[Pointing records]
⁂

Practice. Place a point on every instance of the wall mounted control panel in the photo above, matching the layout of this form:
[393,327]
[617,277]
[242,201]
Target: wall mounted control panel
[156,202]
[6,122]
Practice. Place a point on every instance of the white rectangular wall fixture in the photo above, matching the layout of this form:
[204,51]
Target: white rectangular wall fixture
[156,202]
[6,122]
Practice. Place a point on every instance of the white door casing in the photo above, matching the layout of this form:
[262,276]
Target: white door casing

⁂

## GIVEN INSTRUCTION
Could you copy every line of the records above character for character, changing nothing?

## FULL RESPONSE
Practice. Place a point on every instance of the wall mounted control panel in the photo above, matching the layout of this form:
[393,327]
[617,277]
[242,201]
Target: wall mounted control panel
[156,202]
[6,122]
Practice. Place a point on every instance of the white rectangular wall fixture in the photo above, matching the layout of this form:
[204,51]
Target: white rectangular wall fixture
[156,202]
[6,122]
Practice. Place a point on every instance of the white door casing in the photo above, matching the layout of this form:
[262,276]
Target: white door casing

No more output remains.